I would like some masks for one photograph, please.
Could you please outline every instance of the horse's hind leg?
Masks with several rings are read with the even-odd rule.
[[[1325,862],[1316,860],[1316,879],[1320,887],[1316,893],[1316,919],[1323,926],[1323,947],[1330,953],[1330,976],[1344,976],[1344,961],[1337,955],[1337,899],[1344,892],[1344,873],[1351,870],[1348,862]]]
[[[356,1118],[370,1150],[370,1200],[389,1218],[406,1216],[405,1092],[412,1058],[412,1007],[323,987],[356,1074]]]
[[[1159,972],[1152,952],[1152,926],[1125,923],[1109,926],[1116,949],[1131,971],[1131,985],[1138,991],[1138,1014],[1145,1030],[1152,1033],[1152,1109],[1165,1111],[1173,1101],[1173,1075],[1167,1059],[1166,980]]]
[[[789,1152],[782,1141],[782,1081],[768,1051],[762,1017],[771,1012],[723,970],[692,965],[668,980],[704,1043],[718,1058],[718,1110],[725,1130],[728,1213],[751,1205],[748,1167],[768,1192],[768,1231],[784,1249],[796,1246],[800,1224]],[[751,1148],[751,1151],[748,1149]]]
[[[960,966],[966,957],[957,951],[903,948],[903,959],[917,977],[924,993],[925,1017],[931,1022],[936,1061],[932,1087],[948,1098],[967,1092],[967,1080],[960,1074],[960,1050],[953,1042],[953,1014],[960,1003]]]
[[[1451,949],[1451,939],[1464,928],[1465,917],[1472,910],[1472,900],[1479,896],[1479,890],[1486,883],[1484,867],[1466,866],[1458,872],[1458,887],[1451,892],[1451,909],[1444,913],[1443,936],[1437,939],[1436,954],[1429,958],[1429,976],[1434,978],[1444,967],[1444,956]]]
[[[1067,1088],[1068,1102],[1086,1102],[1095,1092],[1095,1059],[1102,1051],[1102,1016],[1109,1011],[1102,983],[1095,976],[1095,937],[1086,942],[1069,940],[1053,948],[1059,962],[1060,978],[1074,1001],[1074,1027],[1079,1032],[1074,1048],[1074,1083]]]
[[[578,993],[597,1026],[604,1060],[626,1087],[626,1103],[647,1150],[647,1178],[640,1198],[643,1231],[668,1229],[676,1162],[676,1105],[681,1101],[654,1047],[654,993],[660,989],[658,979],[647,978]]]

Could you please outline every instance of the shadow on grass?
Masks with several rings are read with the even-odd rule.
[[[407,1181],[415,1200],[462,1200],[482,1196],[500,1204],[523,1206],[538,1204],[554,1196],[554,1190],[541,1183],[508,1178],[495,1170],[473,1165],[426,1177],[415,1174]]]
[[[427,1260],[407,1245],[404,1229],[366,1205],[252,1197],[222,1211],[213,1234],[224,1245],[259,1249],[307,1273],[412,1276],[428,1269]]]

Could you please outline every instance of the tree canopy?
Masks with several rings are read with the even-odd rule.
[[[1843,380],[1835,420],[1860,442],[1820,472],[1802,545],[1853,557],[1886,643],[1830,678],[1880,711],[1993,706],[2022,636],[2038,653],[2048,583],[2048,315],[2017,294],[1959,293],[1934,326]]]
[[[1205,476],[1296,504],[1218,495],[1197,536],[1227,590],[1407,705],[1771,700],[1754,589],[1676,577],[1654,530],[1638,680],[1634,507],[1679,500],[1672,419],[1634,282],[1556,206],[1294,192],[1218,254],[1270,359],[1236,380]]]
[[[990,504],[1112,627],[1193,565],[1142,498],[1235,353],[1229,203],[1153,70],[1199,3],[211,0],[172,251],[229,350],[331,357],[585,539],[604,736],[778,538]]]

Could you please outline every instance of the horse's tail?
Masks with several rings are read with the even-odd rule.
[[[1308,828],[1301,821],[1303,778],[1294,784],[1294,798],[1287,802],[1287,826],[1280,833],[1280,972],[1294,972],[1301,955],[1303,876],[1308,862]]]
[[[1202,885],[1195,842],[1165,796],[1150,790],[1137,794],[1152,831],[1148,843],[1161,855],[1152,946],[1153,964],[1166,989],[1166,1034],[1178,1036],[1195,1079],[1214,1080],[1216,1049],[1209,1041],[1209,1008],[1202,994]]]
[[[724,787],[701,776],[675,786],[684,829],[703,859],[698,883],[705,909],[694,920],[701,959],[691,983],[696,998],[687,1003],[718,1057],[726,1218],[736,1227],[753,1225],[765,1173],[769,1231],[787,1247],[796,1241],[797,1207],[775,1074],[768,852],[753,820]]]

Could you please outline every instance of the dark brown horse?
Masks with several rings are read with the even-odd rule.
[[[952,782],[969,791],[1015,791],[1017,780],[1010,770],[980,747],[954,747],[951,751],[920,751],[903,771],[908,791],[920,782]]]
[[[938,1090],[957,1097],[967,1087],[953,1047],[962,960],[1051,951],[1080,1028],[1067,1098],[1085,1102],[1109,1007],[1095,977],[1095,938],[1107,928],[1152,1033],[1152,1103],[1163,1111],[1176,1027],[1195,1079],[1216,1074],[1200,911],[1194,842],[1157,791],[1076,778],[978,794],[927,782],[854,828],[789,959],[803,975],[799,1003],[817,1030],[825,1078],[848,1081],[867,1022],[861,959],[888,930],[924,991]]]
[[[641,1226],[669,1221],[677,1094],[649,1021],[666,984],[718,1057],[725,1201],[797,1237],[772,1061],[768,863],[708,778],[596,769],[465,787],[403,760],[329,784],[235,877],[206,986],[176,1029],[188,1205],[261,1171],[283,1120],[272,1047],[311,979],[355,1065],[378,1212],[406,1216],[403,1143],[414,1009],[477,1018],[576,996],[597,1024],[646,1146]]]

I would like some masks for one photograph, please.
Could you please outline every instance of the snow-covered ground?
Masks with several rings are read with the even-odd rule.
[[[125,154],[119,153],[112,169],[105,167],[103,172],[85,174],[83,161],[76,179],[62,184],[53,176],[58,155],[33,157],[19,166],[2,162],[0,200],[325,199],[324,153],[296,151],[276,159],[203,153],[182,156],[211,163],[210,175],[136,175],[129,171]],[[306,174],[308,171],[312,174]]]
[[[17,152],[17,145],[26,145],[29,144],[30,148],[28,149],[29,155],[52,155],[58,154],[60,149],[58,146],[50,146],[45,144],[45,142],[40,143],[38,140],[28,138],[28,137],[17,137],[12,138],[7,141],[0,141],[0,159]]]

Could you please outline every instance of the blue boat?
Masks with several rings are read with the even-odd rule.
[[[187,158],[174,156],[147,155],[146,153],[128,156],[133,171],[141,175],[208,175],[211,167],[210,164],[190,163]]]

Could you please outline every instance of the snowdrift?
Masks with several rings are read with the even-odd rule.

____

## [WORK REQUEST]
Copy each line above that has the word "instance".

## [REPLY TO THE TASK]
Could you please outline every instance of the horse's hind leg?
Could you please outline every instance of the shadow on grass?
Could you please outline every instance of the tree canopy?
Could you please outline every instance of the horse's tail?
Could you please outline every instance of the dark brown horse?
Could you please outline every instance of the snow-covered ground?
Could you please outline every instance of the blue boat?
Could you please outline every instance of the snowdrift?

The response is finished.